**** Source excerpt ****

Reputation: 937
I have a (very big) csv-file with following format:
id;surname;firstname;aliases
1;Simpson;Homer;Homer Jay Simpson,Homer J. Simpson
2;Simpson;Bart;Bartholomew JoJo Simpson,Bartholomew Simpson
3;Krusty the Clown;;Herschel Shmoikel Pinchas Yerucham Krustofsky
4;Simpson;Lisa;
Now I want to transform that into following format:
id;name
1;Homer Simpson
1_1;Homer Jay Simpson
1_2;Homer J. Simpson
2;Bart Simpson
2_1;Bartholomew JoJo Simpson
2_2;Bartholomew Simpson
3;Krusty the Clown
3_1;Herschel Shmoikel Pinchas Yerucham Krustofsky
4;Lisa Simpson
For performance reasons I would like to do that with awk
or another UNIX-command line tool.
With awk -F ';' '{print $1, $3, $2}'
I can separate the semicolon separated line. But how do I use awk
in awk
for splitting the comma separated entry again?
Upvotes: 1
Views: 146
Reputation: 189327
Awk has a split
function which lets you split strings into arrays.
awk -F ';' 'BEGIN { OFS=FS }
{ print $1, $3 " " $2
n = split($4, alias, /,/)
for(i=1; i<=n; i++)
print $1 "_" i, alias[i] }' file.csv
The return value from split
tells you how many members there are in the result array.
Upvotes: 0
Reputation: 5056
This will do as you intend in Python 3. Notice that I typed it quickly so many improvements can be done. I believe it might be faster than awk, but I might be wrong. You can test if so using time command in Linux and Mac.
#!/usr/local/bin/python3
import csv
csvr = csv.reader(open('simpsons.csv'), delimiter = ";")
index=0
for row in csvr:
if index == 0:
index = index +1
continue
print("{};{} {}".format(index,row[2],row[1]))
sindex=0
for sitem in row[3].split(','):
if sitem != "" :
sindex = sindex + 1
print("{};{}".format(row[0] + "_" + str(sindex),sitem))
index = index +1
Hope it helps!
I generated a dummy list of 500k rows and tested some of the answers given by users here and it does not seem to be any important difference between Python 3 and awk. ( At least in my poor implementation in Python 3).
$ time awk -f tst.awk fivehundredthousand.txt &> /dev/null
real 0m2.141s
user 0m2.118s
sys 0m0.020s
$ time ./handle_csv.py >/dev/null
real 0m1.750s
user 0m1.722s
sys 0m0.021s
$ time awk -f ravinder.awk fivehundredthousand.txt &> /dev/null
real 0m1.736s
user 0m1.718s
sys 0m0.017s
Upvotes: 0
Reputation: 203229
$ cat tst.awk
BEGIN { FS=OFS=";" }
NR==1 {
print $1, "name"
next
}
{
name = $3 " " $2
gsub(/^ +| +$/,"",name)
print $1, name
n = split($NF,aliases,/,/)

****

Answer these questions from the thread:
(a) Which awk function does the first reply name for splitting strings into arrays?
(b) How many rows did the dummy list used for the timing tests have?
(c) What real time was reported for the run of ./handle_csv.py?
The material after this point is separate from the thread.

**** Provided material ****

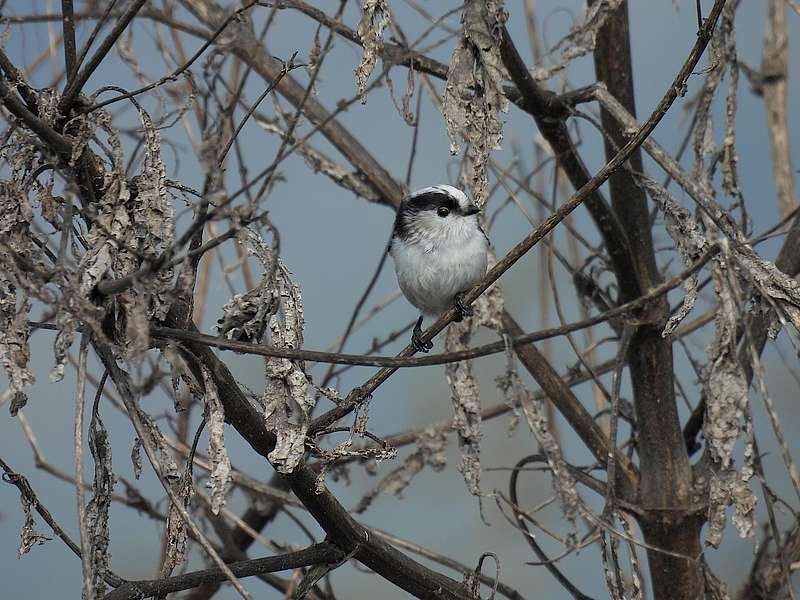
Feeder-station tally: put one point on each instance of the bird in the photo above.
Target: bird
(439, 252)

****

▶ Final answer:
(a) split
(b) 500k
(c) 0m1.750s